*PROBLEM REQUIREMENTS:* Scan the listing below. Report each line that includes "traditional".

# # # #

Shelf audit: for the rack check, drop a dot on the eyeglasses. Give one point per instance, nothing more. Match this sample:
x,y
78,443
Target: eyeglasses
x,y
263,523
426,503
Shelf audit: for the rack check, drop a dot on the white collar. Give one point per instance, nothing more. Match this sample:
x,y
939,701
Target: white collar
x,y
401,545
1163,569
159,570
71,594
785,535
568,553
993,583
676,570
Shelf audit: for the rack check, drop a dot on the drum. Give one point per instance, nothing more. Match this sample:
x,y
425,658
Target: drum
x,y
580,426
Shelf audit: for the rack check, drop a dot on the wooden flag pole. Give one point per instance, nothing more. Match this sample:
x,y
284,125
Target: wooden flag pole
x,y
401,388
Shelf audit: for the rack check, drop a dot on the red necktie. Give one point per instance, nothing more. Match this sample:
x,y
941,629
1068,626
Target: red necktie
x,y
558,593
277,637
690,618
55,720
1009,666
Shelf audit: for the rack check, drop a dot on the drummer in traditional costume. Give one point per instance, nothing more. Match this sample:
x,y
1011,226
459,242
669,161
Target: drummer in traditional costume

# # # #

*WRITTEN RESPONSE:*
Shelf audit: for the rack check, drop a dot on the drummer in traditional costume. Give one point per instance, nothing more. Match this sample:
Target: drummer in traditional costume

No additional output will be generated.